=== Selected passage ===

Friends is a 2001 Indian Tamil-language drama film, directed by Siddique in his Tamil debut and produced by Appachan. It is the Tamil remake of Siddique's own 1999 Malayalam film of the same name. The film stars Vijay, Suriya and Ramesh Khanna as the friends, while Devayani, Vijayalakshmi, Abhinayashree, Sriman, Vadivelu, Charle, and Radha Ravi play supporting roles. The music was composed by Ilaiyaraaja, while Anandakuttan handled cinematography.

Friends released on 14 January 2001. It received positive reviews and became a commercial success. This film also marks the second collaboration of Vijay and Suriya after Nerrukku Ner (1997).

Plot 
Aravindan, Chandru and Krishnamoorthy have been best friends since childhood. They value friendship above everything else, including family. Thus, Chandru resists the romantic overtures of Aravindan's younger sister Amudha. Chandru, an orphan, stays with Aravindan and is considered by Aravindan's parents as a second son. Some brushes with the law force Aravindan and Chandru to lie low in Chennai for a couple of days, where they and Krishnamoorthy take up jobs as painters in a mansion under contractor Nesamani, Krishnamoorthy's paternal uncle. Aravindan falls in love with Padmini, who lives in the mansion, though Padmini only considers him as a friend; nevertheless, she is grateful to him when he saves her from an accidental electrocution.

However, Padmini's cousin Abhirami has a crush on Aravindan and is enraged when she realizes that he is in love with Padmini. Abhirami sends false letters to him in Padmini's name and makes him believe that his love is reciprocated. When Padmini suddenly gets engaged to another man, Chandru stands up for Aravindan’s love and insults Padmini in front of her entire family, causing her engagement to get cancelled. This makes Padmini decide to marry Aravindan, but with the intention to take revenge on Chandru by breaking his and Aravindan's friendship. But during their marriage, Aravindan and Padmini realise that Abhirami is behind all the mishaps which had taken place, and that Chandru is innocent. Padmini reconciles with Chandru, and Chandru's and Amutha's wedding is fixed.

Gowtham is Aravindan's cousin who lusts for Amutha. He plans to separate Aravindan and Chandru so that he can marry Amutha. He first sets Amutha's sari on fire while she is cooking in the kitchen. Chandru blames Padmini for the mishap as she was in the kitchen with Amutha at the time, even though Padmini is innocent, but no one, including Aravindan, believes Chandru. Gowtham then turns his eye on the annual bullock race in which Chandru is taking part, by loosening the wheels on Chandru's cart with the intention to cause a serious accident and frame Padmini as the culprit, thus creating a wedge between Chandru and Aravindan. Unfortunately for Gowtham, Aravindan decides to take part in the race in Chandru's place since Chandru is to be married, and manages to win despite using the broken bullock cart.

===

**Tasks**
a) Summarize the text about the film Friends in two sentences.
b) Carry on the plot summary of the film Friends, starting right after its final sentence.

=== Listing ===

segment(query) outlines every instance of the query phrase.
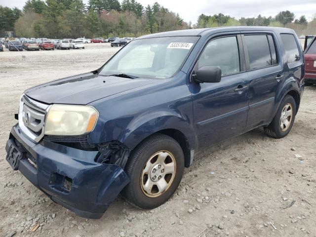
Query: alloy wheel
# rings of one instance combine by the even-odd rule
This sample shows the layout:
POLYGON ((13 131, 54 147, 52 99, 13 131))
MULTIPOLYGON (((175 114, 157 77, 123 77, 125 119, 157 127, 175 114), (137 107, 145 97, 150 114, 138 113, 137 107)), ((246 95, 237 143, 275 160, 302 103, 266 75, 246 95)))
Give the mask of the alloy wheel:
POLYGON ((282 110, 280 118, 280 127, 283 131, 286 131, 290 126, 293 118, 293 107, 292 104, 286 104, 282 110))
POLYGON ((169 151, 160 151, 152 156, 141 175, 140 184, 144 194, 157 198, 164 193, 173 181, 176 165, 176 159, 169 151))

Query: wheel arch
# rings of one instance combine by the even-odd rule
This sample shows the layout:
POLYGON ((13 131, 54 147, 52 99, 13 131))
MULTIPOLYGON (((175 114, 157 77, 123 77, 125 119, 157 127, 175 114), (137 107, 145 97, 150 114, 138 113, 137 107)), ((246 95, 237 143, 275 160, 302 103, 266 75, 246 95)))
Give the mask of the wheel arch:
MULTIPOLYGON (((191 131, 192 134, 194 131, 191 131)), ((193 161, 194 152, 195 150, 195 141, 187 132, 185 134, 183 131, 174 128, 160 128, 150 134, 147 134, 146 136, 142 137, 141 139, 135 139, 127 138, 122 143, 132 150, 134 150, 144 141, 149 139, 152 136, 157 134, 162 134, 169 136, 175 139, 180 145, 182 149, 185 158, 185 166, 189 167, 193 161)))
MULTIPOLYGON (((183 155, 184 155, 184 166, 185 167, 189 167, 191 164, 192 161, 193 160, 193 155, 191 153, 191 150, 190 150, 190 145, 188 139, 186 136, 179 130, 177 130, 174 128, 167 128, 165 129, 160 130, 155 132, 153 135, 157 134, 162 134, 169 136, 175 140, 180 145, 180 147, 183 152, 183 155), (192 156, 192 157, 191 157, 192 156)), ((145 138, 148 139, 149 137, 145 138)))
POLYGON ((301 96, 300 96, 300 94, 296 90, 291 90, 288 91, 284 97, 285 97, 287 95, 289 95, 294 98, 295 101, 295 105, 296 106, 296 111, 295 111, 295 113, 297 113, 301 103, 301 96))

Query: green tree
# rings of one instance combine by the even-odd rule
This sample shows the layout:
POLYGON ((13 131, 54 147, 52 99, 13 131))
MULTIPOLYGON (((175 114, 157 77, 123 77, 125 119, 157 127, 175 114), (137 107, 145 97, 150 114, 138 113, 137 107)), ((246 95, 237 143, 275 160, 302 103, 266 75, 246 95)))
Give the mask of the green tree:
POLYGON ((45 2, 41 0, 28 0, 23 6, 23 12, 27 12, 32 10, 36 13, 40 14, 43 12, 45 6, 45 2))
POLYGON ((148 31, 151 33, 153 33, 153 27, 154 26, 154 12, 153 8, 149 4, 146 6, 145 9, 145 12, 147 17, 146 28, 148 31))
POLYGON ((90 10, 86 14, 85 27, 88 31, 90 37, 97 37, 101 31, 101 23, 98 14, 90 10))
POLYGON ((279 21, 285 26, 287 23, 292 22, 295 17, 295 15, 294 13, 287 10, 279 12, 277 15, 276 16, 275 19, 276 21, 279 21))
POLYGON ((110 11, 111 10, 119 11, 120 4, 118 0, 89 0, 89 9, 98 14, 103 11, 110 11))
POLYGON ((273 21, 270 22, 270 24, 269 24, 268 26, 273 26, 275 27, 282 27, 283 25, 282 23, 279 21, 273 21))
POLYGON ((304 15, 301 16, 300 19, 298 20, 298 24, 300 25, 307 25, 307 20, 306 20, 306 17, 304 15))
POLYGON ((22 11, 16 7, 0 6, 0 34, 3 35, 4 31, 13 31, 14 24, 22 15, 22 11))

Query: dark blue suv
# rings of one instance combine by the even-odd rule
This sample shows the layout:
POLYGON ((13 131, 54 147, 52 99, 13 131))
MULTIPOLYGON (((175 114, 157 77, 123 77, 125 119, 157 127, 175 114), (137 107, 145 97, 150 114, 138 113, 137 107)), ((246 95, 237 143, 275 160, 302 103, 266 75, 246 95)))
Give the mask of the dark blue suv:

===
=== Listing ===

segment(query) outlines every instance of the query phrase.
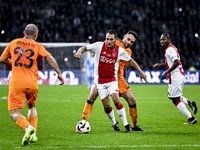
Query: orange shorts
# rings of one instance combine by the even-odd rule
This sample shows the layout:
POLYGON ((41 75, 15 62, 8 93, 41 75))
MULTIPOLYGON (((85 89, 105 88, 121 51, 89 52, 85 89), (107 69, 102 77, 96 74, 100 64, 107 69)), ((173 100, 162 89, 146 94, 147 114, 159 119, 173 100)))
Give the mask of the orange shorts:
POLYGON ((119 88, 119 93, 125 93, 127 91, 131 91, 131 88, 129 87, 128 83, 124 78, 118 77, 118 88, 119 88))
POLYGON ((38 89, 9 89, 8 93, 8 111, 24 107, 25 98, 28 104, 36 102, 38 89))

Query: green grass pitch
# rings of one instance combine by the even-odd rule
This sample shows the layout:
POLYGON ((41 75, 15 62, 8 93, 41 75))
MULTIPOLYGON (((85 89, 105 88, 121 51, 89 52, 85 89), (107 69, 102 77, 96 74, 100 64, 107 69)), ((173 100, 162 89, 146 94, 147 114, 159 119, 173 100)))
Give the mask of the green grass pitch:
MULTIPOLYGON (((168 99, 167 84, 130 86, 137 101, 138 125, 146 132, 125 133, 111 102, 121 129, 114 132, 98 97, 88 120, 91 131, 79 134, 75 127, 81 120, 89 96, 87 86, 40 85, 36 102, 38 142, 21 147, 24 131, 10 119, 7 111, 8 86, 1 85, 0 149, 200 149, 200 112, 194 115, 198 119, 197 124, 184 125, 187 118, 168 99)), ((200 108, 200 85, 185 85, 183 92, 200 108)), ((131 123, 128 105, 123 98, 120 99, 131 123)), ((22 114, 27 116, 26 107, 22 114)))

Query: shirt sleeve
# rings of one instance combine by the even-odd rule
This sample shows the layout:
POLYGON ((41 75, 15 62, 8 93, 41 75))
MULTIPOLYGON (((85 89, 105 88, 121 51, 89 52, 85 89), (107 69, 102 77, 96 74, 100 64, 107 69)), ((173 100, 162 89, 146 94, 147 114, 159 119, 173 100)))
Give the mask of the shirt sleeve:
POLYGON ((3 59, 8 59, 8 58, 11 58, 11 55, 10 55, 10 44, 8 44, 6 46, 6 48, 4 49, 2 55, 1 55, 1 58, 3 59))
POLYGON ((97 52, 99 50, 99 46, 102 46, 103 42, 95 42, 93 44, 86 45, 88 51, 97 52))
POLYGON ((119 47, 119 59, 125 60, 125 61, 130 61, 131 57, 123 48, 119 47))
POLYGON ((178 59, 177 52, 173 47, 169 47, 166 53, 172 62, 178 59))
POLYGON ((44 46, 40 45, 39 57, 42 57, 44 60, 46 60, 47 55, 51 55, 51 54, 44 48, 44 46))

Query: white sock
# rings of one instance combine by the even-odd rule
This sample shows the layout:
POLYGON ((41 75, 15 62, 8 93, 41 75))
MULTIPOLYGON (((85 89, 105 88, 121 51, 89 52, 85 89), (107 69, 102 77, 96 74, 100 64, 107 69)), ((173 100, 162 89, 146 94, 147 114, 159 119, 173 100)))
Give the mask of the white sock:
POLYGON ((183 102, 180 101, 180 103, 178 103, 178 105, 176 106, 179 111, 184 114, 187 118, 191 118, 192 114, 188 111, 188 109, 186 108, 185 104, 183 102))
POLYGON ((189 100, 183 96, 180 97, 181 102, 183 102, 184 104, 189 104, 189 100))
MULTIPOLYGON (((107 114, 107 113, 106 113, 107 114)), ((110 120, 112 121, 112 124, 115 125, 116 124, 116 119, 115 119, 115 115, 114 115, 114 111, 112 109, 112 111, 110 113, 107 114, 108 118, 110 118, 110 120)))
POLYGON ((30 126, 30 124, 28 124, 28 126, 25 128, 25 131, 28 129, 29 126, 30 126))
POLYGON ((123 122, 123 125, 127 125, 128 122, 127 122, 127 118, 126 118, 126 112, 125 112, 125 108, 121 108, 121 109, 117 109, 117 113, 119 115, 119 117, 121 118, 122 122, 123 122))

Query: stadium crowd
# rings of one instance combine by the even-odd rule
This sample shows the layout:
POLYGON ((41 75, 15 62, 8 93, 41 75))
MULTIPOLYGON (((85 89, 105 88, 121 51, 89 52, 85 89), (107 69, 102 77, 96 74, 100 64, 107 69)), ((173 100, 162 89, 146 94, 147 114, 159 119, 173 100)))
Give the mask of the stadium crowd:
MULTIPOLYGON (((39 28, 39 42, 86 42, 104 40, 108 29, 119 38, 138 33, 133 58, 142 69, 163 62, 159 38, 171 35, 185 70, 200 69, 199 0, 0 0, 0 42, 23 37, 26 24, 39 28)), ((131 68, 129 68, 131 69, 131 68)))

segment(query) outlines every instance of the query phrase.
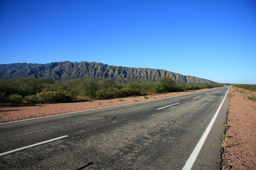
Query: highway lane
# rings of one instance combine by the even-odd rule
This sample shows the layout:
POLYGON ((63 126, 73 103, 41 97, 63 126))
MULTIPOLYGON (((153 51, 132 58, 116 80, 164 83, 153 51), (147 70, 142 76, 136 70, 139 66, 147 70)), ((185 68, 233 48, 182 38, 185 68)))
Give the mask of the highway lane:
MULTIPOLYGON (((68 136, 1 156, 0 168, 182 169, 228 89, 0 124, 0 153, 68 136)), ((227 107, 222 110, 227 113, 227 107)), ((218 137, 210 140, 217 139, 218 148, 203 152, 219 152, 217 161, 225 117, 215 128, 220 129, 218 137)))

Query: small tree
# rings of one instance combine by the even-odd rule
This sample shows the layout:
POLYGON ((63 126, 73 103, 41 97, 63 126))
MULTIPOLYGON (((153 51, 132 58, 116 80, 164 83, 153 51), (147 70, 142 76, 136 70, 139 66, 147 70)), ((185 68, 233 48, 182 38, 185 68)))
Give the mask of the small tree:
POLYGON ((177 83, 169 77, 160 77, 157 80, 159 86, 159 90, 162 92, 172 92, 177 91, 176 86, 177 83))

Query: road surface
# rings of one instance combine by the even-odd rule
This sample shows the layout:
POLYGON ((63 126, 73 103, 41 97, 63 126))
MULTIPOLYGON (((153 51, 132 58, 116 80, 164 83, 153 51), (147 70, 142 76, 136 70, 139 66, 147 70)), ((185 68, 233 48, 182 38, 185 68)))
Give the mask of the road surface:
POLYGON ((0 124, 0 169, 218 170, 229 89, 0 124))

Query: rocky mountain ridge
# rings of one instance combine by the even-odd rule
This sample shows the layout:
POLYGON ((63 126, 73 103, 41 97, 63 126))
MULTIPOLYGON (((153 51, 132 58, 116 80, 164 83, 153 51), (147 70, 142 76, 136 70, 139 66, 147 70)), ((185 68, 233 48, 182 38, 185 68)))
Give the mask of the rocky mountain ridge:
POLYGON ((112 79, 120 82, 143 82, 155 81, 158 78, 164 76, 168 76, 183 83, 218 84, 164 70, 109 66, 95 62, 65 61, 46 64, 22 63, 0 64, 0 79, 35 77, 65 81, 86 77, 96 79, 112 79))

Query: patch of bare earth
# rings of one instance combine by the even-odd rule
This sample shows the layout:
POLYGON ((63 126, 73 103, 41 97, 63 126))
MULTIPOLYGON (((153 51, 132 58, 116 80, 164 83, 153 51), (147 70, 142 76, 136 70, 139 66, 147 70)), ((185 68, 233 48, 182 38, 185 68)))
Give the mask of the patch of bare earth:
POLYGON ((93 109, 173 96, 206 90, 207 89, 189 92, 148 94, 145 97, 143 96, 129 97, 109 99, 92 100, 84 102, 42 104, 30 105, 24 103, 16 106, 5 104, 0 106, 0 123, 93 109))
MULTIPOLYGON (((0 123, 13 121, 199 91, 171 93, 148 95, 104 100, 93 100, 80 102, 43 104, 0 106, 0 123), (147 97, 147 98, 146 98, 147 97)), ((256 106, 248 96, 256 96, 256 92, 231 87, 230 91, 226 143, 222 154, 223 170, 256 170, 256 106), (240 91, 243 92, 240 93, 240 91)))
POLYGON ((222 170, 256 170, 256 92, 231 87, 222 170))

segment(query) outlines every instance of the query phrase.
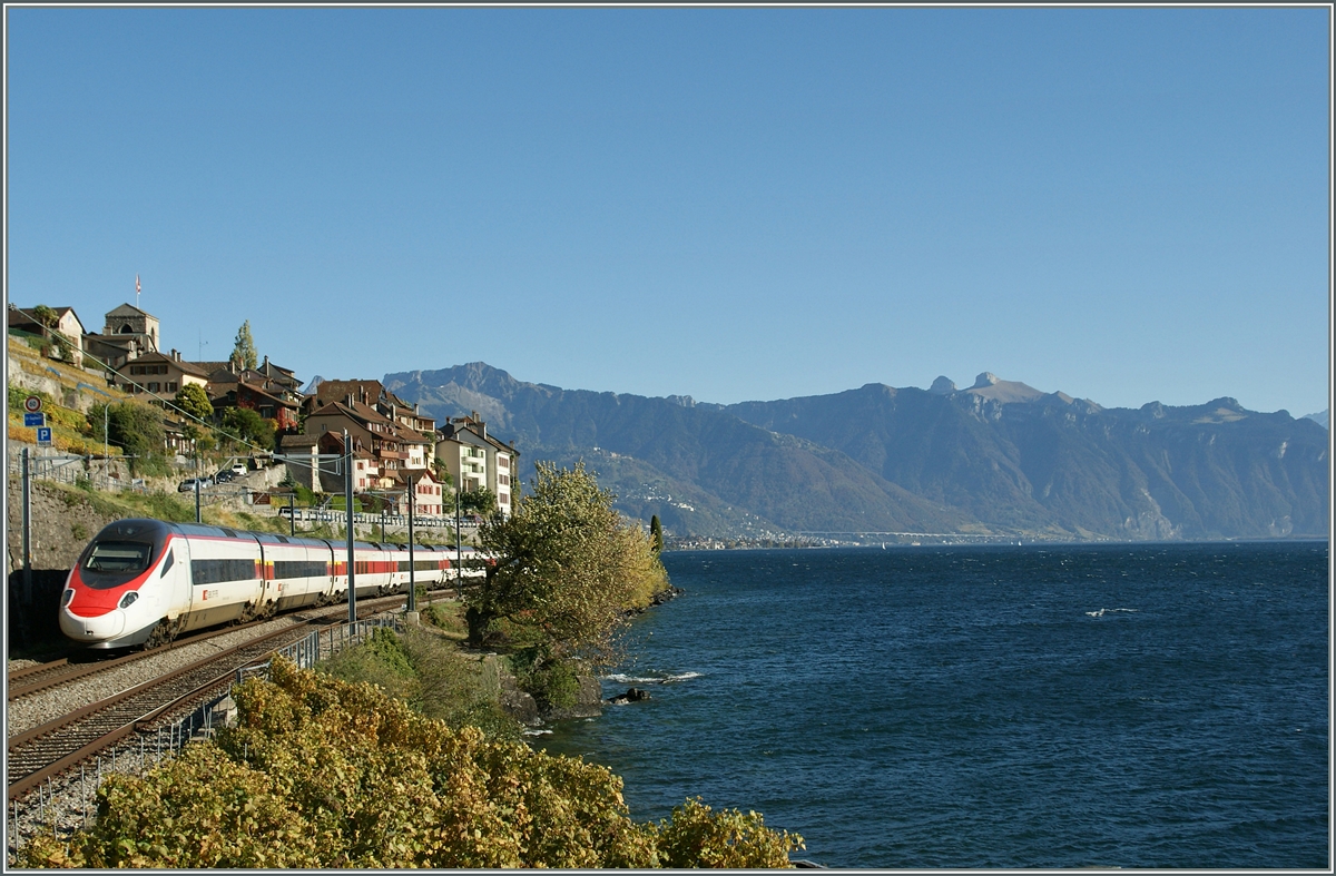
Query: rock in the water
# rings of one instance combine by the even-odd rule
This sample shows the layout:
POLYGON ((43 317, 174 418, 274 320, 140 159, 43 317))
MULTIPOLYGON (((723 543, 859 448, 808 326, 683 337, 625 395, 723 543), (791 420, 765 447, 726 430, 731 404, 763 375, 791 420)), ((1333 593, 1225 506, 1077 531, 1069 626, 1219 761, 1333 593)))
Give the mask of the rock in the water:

===

**Answers given**
a) Friends is a 2001 Tamil-language drama film directed by Siddique and produced by Appachan, a remake of his 1999 Malayalam film, starring Vijay, Suriya and Ramesh Khanna, with music by Ilaiyaraaja. In the plot, the lifelong friendship of Aravindan and Chandru is tested first by Abhirami's false letters, which make Padmini seek revenge on Chandru, and then by Gowtham's schemes to split them so he can marry Amutha.

b)
Chandru accuses Padmini of trying to kill him. Padmini threatens to leave the house if Aravindan remains friends with Chandru and does not throw him out of the house. Aravindan then reveals to her that he had accidentally killed Chandru's deaf-and-dumb younger brother Chinna when they were children, which traumatized him so much that he never told anyone about it. Since then, he has been looking out for Chandru out of the guilt that he had no one else in his life anymore. Gowtham overhears their conversation and makes this known by Chandru. Chandru fights with Aravindan, breaks their friendship and leaves the house. Aravindan tries to convince Chandru to return and marry Amutha, even if he cannot repair their friendship. However, in the process, Aravindan falls from a cliff.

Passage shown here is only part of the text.